**WORK TO BE COMPLETED**
Below are records; reproduce exactly the lines from the one containing "Target: chimney" through the end, both included, and only those.
[start]
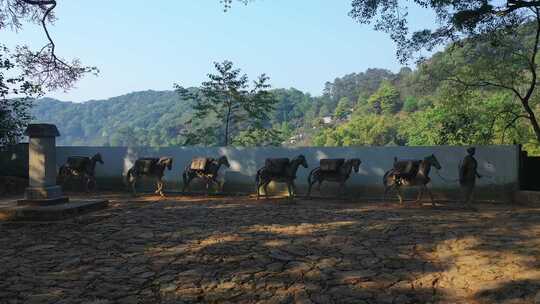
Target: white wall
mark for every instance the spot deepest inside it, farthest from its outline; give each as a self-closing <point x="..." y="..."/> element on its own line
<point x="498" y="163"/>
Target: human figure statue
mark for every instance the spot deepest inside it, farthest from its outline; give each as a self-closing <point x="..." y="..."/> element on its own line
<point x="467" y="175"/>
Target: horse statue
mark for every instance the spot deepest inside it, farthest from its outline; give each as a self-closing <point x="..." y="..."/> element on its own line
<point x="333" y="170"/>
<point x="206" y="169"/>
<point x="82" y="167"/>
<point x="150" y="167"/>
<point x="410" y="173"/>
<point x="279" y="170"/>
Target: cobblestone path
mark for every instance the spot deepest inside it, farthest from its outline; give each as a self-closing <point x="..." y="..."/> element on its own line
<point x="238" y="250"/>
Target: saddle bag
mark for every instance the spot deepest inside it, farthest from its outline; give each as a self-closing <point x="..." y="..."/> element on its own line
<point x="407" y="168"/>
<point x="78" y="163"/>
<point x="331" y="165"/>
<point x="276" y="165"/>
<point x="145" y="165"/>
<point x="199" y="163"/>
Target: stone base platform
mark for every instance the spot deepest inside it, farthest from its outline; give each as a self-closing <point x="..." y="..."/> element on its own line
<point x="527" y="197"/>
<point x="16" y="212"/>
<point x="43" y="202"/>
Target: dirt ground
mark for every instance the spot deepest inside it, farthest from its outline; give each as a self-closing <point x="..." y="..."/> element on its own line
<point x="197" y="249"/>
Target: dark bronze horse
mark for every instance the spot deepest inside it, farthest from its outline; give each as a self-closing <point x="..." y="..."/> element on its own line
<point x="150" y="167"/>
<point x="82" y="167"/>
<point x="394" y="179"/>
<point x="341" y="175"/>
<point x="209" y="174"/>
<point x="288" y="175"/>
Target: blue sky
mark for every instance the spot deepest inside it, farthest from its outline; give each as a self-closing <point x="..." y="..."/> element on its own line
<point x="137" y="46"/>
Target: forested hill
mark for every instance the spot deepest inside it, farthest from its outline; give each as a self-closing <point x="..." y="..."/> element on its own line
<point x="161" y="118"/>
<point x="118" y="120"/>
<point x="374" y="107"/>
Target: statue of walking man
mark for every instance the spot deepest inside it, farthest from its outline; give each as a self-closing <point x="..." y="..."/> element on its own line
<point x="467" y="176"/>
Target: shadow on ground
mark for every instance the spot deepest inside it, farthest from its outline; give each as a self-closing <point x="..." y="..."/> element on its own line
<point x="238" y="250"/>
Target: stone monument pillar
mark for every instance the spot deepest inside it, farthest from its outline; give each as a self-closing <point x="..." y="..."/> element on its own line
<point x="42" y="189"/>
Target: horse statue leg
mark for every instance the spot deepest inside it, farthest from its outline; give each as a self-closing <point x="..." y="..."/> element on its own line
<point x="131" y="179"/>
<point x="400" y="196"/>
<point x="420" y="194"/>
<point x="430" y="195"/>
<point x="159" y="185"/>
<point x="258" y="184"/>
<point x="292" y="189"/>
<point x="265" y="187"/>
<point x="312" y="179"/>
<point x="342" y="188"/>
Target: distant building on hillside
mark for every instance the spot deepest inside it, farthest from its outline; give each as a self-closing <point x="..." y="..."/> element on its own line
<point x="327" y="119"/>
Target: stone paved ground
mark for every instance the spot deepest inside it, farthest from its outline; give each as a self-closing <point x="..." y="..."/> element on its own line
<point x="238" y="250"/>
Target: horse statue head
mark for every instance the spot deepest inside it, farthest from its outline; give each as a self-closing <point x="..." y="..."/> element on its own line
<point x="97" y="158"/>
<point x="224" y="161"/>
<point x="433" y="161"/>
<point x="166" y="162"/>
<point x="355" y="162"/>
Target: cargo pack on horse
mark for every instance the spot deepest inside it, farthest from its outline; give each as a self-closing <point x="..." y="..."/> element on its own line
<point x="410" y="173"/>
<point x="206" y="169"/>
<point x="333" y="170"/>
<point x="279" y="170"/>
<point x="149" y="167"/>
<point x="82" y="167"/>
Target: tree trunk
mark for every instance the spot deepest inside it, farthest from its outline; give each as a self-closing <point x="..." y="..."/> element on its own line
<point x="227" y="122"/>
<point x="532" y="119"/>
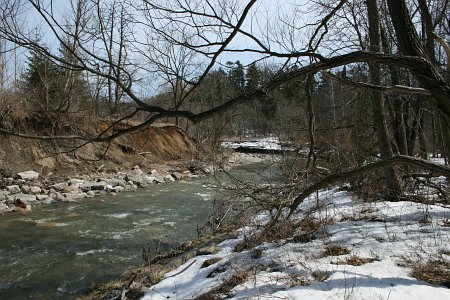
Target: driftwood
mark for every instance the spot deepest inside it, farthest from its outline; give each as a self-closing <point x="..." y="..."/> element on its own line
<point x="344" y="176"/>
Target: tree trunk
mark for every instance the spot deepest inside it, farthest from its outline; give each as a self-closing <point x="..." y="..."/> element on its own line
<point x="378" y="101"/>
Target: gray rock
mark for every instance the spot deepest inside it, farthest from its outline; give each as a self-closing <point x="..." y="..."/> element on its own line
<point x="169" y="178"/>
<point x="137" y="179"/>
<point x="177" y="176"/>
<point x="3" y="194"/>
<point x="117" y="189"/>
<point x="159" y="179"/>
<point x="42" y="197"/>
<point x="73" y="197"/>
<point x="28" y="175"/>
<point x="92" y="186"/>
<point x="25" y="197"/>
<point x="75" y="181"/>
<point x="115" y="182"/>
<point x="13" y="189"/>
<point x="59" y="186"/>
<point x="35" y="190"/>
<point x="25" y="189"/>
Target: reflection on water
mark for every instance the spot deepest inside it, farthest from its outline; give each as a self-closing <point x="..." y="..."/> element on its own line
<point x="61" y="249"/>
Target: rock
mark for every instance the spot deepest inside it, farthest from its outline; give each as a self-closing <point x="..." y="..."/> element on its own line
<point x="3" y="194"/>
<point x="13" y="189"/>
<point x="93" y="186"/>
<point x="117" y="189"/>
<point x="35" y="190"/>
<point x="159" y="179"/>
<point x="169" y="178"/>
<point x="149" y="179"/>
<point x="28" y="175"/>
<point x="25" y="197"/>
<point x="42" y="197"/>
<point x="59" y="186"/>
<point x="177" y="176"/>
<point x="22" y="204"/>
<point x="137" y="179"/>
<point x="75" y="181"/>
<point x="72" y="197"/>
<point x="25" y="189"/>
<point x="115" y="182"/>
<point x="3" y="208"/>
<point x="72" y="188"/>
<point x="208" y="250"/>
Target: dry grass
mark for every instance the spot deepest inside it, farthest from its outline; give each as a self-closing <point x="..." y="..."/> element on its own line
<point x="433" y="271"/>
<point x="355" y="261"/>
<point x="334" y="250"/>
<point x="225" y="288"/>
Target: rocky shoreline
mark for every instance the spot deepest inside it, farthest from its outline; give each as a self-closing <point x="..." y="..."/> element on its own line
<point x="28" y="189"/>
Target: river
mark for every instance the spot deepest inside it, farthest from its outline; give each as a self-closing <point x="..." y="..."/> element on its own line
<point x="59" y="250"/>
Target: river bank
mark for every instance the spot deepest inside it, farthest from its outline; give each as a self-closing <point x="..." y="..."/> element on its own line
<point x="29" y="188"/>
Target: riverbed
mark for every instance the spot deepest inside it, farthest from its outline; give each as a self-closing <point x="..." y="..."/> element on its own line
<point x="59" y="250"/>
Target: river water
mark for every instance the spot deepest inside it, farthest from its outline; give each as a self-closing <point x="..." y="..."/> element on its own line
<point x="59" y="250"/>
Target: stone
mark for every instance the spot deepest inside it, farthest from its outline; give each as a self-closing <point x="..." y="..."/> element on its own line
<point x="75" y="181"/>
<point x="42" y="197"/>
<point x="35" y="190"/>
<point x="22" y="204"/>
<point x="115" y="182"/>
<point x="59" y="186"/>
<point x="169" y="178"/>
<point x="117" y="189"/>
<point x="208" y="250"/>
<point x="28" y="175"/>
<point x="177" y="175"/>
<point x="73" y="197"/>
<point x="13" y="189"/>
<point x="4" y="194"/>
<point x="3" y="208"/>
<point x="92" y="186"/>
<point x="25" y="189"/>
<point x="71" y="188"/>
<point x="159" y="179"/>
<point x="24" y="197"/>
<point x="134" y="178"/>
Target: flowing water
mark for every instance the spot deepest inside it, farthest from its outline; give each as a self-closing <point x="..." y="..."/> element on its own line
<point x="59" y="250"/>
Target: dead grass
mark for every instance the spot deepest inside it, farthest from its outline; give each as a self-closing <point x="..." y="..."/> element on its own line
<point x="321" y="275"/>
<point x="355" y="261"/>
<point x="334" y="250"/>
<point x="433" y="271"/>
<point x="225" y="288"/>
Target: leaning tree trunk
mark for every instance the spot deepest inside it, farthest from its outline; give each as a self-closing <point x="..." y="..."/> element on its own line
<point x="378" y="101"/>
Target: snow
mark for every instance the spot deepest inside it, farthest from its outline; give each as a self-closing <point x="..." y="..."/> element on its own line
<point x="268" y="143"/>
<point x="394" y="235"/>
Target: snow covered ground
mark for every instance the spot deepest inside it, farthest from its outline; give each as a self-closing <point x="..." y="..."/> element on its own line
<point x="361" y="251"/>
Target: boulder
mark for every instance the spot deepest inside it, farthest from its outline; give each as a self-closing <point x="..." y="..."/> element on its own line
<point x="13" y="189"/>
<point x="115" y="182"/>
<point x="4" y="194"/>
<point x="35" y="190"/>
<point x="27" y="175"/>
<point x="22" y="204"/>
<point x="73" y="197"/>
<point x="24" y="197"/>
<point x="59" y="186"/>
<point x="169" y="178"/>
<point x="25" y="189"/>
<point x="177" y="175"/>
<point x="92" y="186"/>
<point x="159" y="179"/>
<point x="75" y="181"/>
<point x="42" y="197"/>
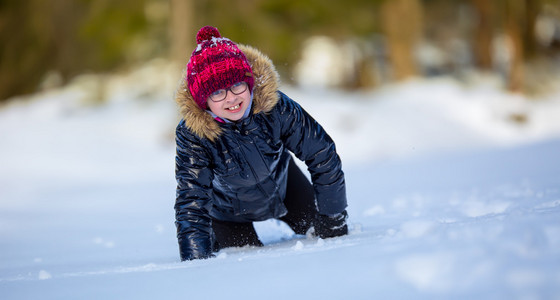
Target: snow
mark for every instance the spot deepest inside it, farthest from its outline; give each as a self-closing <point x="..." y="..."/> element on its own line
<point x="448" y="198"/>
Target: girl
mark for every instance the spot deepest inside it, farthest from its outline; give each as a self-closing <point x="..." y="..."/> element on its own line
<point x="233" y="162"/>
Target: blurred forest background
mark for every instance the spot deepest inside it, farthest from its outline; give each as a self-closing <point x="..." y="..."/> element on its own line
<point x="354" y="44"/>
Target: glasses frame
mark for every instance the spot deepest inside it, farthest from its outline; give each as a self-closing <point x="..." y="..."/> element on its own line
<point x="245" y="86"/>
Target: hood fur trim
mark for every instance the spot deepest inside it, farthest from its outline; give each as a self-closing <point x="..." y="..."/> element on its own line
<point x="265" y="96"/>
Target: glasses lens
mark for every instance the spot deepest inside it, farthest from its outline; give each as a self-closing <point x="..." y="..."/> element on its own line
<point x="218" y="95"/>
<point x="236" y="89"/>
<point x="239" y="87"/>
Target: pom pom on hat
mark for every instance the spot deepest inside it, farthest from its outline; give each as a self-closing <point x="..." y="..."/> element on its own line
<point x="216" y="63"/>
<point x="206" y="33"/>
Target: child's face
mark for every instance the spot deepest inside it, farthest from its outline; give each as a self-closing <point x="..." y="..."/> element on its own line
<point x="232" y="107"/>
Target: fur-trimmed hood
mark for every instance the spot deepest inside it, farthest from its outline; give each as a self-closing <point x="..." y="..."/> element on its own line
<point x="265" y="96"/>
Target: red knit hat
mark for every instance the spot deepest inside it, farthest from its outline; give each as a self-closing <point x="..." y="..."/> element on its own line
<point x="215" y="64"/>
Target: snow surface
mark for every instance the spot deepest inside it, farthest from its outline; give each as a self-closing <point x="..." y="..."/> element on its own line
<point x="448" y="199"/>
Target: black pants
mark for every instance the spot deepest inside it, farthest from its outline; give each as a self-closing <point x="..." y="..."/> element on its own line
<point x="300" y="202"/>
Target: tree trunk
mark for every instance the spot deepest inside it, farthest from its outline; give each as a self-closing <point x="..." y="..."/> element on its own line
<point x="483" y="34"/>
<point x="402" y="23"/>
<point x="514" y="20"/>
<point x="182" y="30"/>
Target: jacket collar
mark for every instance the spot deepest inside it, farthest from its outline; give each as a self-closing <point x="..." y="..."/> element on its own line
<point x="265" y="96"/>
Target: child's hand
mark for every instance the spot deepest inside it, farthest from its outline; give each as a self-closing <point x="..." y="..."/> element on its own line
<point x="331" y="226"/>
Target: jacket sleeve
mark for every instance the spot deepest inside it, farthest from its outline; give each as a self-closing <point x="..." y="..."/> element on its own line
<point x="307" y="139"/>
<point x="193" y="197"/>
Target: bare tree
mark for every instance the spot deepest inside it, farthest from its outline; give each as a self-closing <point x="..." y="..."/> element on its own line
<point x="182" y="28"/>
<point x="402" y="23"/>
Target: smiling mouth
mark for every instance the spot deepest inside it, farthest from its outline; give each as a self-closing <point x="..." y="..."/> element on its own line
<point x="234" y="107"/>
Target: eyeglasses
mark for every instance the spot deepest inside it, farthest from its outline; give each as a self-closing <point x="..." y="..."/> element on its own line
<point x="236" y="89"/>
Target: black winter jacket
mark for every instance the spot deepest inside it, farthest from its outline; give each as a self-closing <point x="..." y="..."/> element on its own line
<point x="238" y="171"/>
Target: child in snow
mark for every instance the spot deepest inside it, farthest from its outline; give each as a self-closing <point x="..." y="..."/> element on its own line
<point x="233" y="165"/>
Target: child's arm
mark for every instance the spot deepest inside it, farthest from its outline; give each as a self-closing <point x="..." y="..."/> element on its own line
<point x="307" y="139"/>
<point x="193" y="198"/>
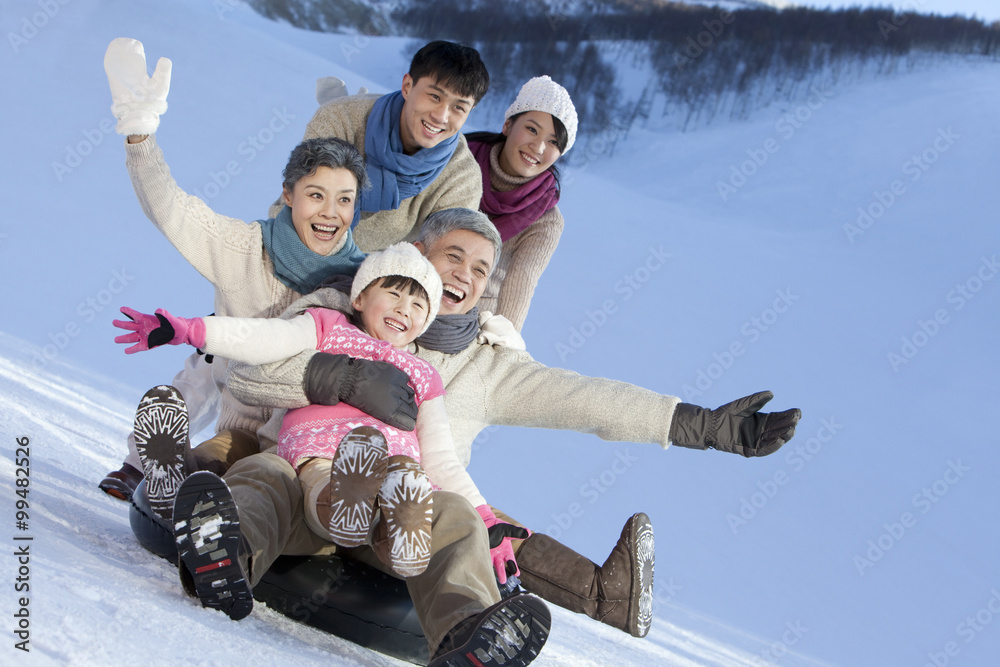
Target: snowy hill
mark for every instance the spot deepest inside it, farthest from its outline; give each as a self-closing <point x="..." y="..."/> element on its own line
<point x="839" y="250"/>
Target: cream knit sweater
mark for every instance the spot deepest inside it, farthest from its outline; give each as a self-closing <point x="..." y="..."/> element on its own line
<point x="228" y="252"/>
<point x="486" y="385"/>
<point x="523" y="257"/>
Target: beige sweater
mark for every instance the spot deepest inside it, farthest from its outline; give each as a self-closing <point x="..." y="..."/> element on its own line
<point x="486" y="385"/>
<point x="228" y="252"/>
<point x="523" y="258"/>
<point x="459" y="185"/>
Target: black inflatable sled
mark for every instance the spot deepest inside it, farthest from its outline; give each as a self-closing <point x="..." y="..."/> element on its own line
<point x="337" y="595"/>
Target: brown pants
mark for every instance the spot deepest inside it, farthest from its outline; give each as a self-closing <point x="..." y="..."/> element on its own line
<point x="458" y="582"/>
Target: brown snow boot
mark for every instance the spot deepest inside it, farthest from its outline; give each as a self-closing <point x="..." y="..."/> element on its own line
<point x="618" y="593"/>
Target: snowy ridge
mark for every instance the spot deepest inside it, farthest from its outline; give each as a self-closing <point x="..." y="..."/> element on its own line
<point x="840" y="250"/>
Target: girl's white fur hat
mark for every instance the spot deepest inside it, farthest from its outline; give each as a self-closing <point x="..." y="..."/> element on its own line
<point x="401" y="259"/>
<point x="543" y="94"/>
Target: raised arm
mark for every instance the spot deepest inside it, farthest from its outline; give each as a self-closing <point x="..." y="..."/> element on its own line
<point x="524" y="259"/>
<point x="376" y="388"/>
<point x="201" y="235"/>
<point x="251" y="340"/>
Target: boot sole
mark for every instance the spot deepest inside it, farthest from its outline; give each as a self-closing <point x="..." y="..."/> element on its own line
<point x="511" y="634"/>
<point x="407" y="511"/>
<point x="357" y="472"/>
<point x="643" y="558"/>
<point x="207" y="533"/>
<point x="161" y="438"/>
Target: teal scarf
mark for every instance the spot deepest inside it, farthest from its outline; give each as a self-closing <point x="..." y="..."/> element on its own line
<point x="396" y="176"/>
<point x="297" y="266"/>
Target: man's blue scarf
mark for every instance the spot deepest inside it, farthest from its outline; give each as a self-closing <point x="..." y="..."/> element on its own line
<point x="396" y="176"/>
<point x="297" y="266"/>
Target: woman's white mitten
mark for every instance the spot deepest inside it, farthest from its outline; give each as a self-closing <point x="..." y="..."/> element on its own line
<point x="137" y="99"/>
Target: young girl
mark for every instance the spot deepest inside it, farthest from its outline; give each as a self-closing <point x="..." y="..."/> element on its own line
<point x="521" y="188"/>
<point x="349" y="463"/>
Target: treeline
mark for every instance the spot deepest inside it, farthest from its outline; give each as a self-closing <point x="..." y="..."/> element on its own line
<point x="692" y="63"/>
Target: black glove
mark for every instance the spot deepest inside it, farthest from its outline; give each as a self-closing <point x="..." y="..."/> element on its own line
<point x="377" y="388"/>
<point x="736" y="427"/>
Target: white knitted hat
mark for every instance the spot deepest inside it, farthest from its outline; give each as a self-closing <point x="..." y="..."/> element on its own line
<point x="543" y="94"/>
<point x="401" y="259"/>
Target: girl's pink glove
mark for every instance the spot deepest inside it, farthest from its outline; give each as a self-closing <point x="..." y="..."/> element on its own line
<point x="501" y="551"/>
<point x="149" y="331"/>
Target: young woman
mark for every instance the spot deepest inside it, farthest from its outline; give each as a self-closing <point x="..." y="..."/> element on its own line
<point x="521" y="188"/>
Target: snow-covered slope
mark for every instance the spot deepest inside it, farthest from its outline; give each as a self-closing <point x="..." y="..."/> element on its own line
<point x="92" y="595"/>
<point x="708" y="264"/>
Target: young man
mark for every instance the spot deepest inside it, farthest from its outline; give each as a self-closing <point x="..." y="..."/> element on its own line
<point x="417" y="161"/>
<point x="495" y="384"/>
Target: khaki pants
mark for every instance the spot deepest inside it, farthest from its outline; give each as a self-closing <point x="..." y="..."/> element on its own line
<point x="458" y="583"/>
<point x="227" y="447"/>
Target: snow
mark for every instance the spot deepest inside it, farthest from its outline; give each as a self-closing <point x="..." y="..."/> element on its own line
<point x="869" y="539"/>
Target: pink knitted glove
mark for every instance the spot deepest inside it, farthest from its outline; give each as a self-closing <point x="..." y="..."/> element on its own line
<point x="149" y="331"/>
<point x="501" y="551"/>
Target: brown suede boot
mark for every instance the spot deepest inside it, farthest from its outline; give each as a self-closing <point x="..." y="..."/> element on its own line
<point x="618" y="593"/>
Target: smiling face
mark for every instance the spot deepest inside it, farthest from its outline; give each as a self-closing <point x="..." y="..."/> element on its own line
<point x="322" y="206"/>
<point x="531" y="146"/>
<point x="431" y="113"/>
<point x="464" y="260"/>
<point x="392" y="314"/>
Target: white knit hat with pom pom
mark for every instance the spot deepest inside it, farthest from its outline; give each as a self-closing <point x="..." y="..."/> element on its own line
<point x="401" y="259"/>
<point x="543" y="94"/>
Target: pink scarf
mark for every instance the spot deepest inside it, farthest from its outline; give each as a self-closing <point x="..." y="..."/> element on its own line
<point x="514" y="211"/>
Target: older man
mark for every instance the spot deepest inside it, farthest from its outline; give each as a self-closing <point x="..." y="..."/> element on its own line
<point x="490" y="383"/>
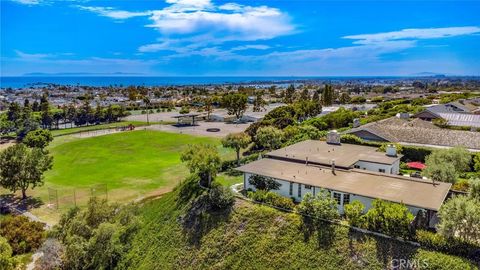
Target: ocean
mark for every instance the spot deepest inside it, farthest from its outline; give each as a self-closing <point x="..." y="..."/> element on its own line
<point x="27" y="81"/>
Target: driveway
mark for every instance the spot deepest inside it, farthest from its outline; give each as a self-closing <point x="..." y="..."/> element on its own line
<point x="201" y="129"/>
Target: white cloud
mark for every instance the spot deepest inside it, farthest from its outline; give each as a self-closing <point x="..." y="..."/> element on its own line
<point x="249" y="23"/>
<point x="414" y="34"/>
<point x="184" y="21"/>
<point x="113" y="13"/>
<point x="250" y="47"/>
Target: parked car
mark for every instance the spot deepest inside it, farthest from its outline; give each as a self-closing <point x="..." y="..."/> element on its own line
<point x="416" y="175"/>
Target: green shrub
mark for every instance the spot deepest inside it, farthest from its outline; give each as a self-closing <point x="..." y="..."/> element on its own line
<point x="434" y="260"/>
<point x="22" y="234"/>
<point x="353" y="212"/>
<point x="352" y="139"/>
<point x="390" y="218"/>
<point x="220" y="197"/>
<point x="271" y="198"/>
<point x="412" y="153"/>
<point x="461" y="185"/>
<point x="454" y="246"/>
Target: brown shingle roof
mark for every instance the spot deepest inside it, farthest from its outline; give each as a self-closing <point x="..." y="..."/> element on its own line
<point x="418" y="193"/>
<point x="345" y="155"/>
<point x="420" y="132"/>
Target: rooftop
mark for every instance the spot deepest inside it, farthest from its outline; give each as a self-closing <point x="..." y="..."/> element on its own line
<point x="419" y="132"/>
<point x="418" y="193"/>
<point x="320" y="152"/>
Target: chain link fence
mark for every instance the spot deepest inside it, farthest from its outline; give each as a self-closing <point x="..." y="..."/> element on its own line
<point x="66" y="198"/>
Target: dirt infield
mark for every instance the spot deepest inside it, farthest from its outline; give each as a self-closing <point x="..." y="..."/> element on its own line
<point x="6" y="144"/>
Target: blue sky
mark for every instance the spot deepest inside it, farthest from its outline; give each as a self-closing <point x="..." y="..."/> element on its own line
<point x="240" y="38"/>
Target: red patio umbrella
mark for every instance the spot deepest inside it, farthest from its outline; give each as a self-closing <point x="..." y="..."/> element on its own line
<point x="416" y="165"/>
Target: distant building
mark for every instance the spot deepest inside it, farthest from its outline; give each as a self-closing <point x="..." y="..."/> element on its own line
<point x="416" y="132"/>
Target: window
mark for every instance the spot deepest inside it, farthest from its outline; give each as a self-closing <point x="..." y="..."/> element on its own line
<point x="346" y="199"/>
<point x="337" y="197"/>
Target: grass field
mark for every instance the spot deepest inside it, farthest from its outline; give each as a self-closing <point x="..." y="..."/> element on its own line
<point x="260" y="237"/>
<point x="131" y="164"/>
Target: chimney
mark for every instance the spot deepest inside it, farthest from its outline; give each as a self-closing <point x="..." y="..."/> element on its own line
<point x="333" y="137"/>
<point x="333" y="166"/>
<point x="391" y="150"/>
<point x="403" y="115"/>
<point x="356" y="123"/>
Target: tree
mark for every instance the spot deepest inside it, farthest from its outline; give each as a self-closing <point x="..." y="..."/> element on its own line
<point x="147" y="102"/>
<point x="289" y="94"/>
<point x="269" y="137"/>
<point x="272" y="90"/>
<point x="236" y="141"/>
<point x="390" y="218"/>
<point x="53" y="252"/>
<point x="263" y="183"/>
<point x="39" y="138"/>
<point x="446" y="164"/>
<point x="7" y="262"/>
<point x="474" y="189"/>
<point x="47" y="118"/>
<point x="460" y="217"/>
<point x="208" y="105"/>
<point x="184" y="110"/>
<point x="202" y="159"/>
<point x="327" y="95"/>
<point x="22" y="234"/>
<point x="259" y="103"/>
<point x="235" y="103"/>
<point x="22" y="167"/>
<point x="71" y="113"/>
[end]
**EXERCISE RESULT**
Target: chimney
mark for every instance the spot deepest inside it, farthest from its outline; give each as a self-closing <point x="..." y="..."/> element on its own line
<point x="333" y="137"/>
<point x="333" y="166"/>
<point x="391" y="150"/>
<point x="403" y="115"/>
<point x="356" y="123"/>
Target: tree
mark for every instance the spot deepest inside it, farthest from its outline; give each as a self-closing <point x="..." y="..."/> element on its own line
<point x="147" y="102"/>
<point x="289" y="94"/>
<point x="269" y="137"/>
<point x="272" y="90"/>
<point x="236" y="141"/>
<point x="390" y="218"/>
<point x="53" y="252"/>
<point x="263" y="183"/>
<point x="39" y="138"/>
<point x="446" y="164"/>
<point x="7" y="262"/>
<point x="474" y="189"/>
<point x="47" y="118"/>
<point x="460" y="217"/>
<point x="208" y="105"/>
<point x="184" y="110"/>
<point x="202" y="159"/>
<point x="327" y="95"/>
<point x="22" y="234"/>
<point x="259" y="103"/>
<point x="235" y="103"/>
<point x="22" y="167"/>
<point x="71" y="113"/>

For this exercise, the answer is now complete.